- Problem to work on
All lines in the data that hold the word "below" need copying.

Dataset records
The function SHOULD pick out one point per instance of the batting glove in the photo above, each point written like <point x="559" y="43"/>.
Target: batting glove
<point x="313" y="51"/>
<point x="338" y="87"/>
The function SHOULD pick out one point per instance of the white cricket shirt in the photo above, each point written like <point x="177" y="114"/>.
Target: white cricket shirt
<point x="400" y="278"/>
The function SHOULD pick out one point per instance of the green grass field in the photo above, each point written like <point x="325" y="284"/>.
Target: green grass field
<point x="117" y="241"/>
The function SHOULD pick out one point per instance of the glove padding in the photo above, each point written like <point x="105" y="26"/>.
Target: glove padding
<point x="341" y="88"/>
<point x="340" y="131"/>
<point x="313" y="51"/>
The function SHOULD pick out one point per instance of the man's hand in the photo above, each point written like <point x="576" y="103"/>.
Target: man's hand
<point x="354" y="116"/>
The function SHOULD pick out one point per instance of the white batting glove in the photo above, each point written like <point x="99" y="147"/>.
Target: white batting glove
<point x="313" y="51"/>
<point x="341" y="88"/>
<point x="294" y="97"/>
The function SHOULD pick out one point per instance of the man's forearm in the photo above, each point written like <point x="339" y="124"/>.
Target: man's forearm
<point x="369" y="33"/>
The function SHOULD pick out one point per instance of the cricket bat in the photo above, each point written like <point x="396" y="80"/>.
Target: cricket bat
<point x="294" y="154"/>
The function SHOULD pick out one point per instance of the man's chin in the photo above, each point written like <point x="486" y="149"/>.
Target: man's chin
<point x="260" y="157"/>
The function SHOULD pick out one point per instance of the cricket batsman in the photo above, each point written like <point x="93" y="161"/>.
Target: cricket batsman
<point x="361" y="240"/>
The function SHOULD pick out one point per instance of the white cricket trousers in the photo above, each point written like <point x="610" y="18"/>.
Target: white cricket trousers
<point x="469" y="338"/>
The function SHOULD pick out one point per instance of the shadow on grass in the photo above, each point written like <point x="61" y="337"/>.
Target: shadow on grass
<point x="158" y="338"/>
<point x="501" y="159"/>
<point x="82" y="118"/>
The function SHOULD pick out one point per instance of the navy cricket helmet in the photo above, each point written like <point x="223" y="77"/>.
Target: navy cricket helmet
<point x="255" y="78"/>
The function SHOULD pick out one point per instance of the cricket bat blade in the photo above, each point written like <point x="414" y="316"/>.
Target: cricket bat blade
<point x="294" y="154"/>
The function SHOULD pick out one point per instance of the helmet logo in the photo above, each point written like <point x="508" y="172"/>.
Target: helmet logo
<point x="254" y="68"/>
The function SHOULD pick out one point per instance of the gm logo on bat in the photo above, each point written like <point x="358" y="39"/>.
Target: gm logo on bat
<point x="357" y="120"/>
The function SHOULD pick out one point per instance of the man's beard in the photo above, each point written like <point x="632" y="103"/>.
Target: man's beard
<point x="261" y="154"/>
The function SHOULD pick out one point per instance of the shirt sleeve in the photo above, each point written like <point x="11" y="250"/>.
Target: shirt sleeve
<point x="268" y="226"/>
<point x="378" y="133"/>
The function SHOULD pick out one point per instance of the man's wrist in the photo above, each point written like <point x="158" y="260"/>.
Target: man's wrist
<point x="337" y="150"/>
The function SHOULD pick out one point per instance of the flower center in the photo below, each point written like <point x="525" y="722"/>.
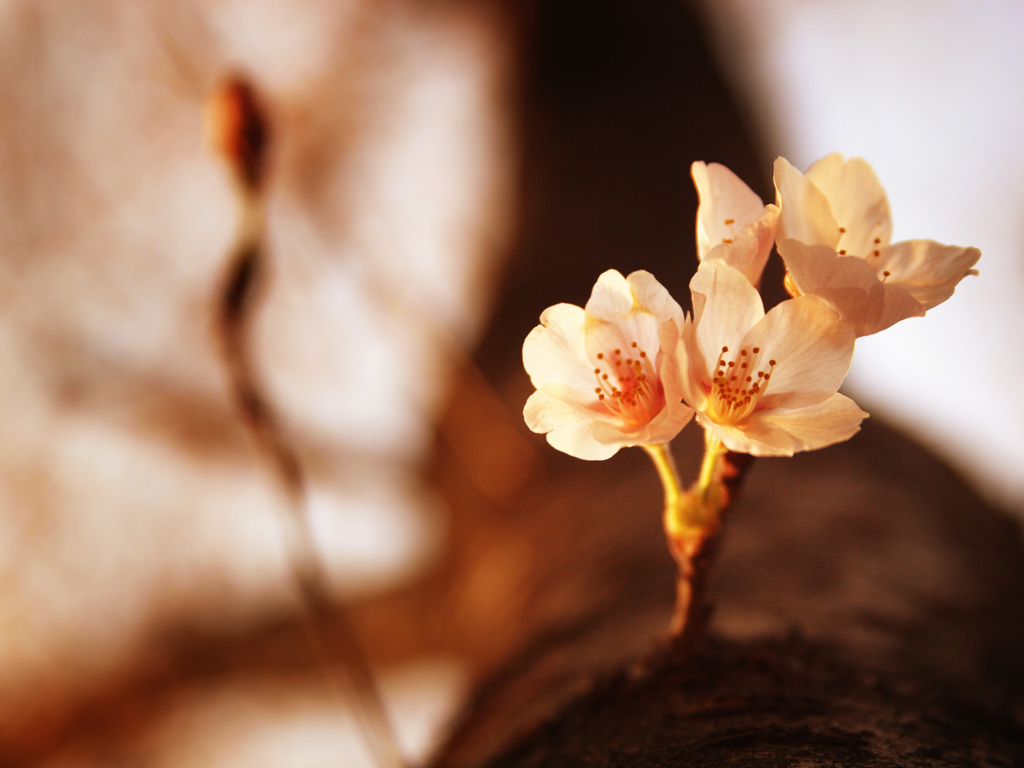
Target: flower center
<point x="628" y="384"/>
<point x="738" y="384"/>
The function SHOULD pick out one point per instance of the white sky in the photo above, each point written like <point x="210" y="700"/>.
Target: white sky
<point x="932" y="94"/>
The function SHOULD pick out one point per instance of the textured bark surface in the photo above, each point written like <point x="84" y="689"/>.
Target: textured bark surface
<point x="867" y="603"/>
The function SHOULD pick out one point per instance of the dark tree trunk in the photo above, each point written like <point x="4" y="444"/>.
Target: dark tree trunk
<point x="868" y="604"/>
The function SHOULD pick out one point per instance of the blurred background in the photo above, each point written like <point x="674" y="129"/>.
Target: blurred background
<point x="138" y="521"/>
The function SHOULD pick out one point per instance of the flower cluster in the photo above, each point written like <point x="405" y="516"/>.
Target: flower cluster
<point x="632" y="369"/>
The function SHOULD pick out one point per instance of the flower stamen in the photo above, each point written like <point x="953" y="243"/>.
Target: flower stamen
<point x="629" y="387"/>
<point x="734" y="390"/>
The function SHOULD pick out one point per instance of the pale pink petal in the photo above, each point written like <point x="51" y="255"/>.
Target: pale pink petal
<point x="781" y="432"/>
<point x="726" y="205"/>
<point x="732" y="307"/>
<point x="611" y="297"/>
<point x="812" y="347"/>
<point x="687" y="370"/>
<point x="858" y="203"/>
<point x="555" y="351"/>
<point x="623" y="341"/>
<point x="750" y="250"/>
<point x="569" y="428"/>
<point x="850" y="285"/>
<point x="926" y="269"/>
<point x="806" y="215"/>
<point x="662" y="428"/>
<point x="650" y="296"/>
<point x="624" y="310"/>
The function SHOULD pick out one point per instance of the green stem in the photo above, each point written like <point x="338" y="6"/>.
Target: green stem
<point x="691" y="523"/>
<point x="666" y="466"/>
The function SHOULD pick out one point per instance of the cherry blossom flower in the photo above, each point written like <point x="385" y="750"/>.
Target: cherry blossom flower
<point x="732" y="222"/>
<point x="835" y="236"/>
<point x="598" y="370"/>
<point x="764" y="384"/>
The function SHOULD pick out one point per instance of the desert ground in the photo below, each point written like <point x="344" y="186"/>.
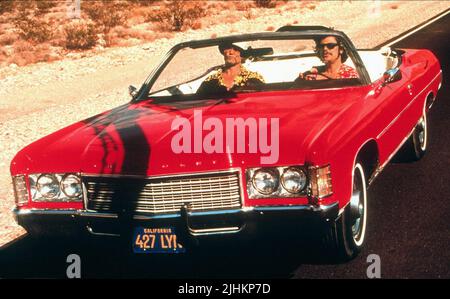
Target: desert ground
<point x="37" y="99"/>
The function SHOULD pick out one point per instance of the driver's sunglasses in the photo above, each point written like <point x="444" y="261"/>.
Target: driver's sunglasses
<point x="329" y="46"/>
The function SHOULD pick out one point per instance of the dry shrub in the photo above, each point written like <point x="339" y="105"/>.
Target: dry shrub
<point x="106" y="14"/>
<point x="144" y="2"/>
<point x="265" y="3"/>
<point x="8" y="38"/>
<point x="80" y="34"/>
<point x="243" y="5"/>
<point x="6" y="6"/>
<point x="44" y="6"/>
<point x="178" y="15"/>
<point x="32" y="28"/>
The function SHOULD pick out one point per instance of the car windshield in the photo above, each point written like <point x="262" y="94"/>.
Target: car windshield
<point x="267" y="64"/>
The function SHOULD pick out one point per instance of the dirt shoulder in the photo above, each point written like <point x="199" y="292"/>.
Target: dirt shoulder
<point x="36" y="100"/>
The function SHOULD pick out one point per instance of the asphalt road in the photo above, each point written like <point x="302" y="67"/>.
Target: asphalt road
<point x="409" y="227"/>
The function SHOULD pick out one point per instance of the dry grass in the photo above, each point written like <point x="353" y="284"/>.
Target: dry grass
<point x="27" y="53"/>
<point x="40" y="30"/>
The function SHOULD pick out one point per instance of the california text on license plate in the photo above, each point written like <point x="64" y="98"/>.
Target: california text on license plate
<point x="156" y="240"/>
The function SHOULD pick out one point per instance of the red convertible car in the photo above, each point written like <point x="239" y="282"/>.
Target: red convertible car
<point x="284" y="148"/>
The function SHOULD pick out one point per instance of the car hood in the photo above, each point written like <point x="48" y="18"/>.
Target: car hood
<point x="140" y="138"/>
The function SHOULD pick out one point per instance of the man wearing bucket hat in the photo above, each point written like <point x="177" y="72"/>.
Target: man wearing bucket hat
<point x="232" y="74"/>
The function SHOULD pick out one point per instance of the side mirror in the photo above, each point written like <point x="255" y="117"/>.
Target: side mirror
<point x="391" y="75"/>
<point x="132" y="91"/>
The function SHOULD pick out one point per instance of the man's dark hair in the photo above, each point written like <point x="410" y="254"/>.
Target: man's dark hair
<point x="319" y="52"/>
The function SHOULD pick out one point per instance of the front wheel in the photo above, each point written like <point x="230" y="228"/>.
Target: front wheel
<point x="346" y="236"/>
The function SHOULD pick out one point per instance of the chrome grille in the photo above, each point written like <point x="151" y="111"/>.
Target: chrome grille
<point x="163" y="195"/>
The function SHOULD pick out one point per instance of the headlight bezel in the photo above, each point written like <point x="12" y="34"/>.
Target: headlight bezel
<point x="37" y="196"/>
<point x="80" y="184"/>
<point x="273" y="172"/>
<point x="301" y="172"/>
<point x="55" y="182"/>
<point x="21" y="196"/>
<point x="280" y="192"/>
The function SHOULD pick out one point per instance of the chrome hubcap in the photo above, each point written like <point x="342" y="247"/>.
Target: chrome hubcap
<point x="421" y="127"/>
<point x="357" y="213"/>
<point x="358" y="207"/>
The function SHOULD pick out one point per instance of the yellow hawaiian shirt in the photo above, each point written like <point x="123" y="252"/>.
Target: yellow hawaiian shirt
<point x="241" y="80"/>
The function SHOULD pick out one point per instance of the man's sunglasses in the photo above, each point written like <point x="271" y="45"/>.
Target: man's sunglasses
<point x="329" y="46"/>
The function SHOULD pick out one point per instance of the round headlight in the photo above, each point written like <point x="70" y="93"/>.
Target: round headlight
<point x="71" y="186"/>
<point x="266" y="181"/>
<point x="293" y="180"/>
<point x="48" y="186"/>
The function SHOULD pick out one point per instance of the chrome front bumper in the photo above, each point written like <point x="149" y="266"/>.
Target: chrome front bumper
<point x="193" y="225"/>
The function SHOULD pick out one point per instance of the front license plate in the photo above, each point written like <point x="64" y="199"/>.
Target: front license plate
<point x="156" y="240"/>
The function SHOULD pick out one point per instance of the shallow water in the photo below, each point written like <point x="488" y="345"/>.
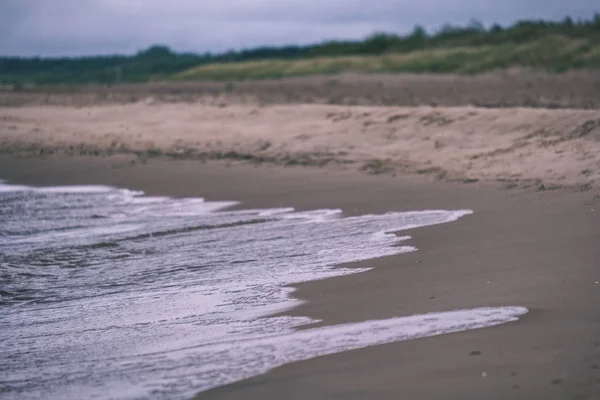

- Exercise response
The function SHOULD pick out one point per instance of the flower center in the photo below, each point written like <point x="525" y="722"/>.
The function SHOULD pick out one point per instance of the desert ground in the photo below, each point written like <point x="344" y="186"/>.
The function SHOULD pick out one point per instance of the shallow water in the photo below, each point written like <point x="488" y="345"/>.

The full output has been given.